▶ [EXCERPTED TEXT]:
===
Playground <> API Response (all params equal)

Using the latest OpenAI python API (1.8.0) with gpt-3.5-turbo-16k, I am unable to get parity between the OpenAI Playground (Chat) and the OpenAI Python API calls.

I’m aware of the issues with non-deterministic output; however, that is not the issue here. I’ve got temperature at 0 (zero) and Top-P at 0.001 to increase determinism.

In addition, I have tested hundreds of variations to assure that this isn’t a fluke, based on the following: I receive the same output in 3 instances from Playground, then I test 3 instances in the API. All of the Playground output matches (it does not differ between each of the three repsonses). The same for the API. While all responses match within each mode; the API and Playground do not match.

Based on this test, run hundreds of times, I can be certain this is not an issue with non-deterministic output.

I also use the precise system and user prompts, copied directly from the Playground “View Code” option. The model, settings, prompts all match 100%, testing using both gpt-3.5-turbo-16k -and- gpt-3.5-turbo.
===
▶ [Excerpts from a dataset]:
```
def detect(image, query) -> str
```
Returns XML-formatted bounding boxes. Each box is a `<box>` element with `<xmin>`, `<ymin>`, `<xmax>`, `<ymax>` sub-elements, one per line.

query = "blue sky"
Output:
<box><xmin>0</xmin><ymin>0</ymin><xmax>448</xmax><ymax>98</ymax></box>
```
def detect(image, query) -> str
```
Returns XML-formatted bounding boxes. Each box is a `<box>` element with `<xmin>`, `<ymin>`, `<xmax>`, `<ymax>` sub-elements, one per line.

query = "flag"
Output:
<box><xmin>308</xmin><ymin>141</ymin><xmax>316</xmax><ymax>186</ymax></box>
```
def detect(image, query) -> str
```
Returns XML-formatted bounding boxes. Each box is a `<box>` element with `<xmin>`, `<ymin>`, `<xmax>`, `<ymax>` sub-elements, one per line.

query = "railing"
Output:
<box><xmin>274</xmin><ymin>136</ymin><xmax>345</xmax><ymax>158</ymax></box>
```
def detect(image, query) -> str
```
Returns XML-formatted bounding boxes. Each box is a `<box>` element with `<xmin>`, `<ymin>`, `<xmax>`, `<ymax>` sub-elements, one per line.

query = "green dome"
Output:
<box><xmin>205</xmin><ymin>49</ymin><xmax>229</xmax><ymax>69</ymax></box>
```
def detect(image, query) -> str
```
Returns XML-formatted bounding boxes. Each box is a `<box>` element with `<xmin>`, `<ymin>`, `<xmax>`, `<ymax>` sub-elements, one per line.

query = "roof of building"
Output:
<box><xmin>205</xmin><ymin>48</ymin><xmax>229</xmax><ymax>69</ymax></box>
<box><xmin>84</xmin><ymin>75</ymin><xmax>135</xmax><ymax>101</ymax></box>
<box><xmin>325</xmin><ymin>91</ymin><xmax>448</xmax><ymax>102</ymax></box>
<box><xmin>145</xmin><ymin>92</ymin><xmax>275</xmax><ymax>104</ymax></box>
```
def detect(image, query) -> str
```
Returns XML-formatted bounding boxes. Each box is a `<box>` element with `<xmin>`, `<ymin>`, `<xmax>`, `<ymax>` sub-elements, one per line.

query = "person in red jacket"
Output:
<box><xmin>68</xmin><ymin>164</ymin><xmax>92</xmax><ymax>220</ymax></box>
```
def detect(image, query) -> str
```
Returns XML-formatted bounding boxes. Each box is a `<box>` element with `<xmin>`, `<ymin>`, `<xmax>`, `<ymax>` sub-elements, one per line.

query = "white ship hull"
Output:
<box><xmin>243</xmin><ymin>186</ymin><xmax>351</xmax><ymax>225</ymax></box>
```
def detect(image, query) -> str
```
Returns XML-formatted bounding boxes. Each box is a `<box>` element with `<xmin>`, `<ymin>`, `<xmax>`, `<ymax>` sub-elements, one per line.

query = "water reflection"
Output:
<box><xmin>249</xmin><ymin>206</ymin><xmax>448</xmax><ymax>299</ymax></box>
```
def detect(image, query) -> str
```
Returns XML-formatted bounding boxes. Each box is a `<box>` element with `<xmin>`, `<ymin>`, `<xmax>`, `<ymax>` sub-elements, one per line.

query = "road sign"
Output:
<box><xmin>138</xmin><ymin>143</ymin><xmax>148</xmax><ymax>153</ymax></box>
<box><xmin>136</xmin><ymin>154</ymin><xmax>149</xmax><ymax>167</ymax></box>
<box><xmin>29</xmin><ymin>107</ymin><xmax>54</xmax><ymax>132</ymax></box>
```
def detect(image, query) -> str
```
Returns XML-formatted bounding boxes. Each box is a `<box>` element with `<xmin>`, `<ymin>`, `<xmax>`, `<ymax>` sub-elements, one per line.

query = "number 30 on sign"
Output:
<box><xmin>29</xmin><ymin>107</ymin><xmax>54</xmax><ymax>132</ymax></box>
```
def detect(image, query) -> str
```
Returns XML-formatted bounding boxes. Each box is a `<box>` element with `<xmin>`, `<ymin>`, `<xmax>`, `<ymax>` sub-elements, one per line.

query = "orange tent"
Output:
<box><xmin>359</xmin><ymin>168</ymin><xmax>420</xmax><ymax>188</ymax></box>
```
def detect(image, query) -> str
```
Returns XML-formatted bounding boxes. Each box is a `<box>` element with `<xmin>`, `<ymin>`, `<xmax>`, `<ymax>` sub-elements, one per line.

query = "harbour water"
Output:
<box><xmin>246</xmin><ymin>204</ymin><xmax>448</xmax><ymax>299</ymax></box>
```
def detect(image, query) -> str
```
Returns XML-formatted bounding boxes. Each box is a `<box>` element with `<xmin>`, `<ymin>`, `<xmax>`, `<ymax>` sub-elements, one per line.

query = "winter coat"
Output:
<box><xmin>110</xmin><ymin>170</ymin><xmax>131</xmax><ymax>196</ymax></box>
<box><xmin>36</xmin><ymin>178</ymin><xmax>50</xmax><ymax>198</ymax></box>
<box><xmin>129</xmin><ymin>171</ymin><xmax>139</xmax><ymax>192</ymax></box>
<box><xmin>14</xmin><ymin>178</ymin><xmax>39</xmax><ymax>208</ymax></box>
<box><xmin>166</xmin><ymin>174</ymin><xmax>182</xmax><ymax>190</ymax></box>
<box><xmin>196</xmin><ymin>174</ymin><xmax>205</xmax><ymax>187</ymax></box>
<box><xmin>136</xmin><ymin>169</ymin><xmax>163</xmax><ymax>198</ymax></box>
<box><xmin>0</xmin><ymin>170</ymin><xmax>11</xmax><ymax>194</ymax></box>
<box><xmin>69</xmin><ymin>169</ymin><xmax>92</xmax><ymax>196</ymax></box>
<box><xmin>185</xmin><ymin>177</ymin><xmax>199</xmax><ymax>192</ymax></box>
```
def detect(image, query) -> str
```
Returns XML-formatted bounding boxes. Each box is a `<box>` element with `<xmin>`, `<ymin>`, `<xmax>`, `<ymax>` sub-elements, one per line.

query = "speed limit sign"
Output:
===
▶ [REQUIREMENT]:
Please resume the forum post about mismatched output between the OpenAI Playground and the Python API, picking up right after its last sentence.

▶ [RESPONSE AREA]:
This is the approach I’m using for API calls:

gptSystem = [{"role": "system", "content": gptInstructions}]
gptUser = [{"role": "user", "content": gptPrompt}]

response = openai.chat.completions.create(
	model="gpt-3.5-turbo-16k",
	messages= gptSystem + gptUser
	max_tokens=8001,
	stop=None,
	temperature=0,
	top_p=0.001,
	frequency_penalty=0,
	presence_penalty=0
)

I’ve searched the forum and found others with this problem; however, none of the ideas in the posts have had any effect.

Thank you in advance for any ideas :smile:

2 Likes

Hi and welcome to the Developer Forum!

As an aside, I’d not include the max_tokens value, just leave those out unless you have a specific need to alter it. Not supplying a value will, in this instance, automatically grant you the maximum space remaining for a response.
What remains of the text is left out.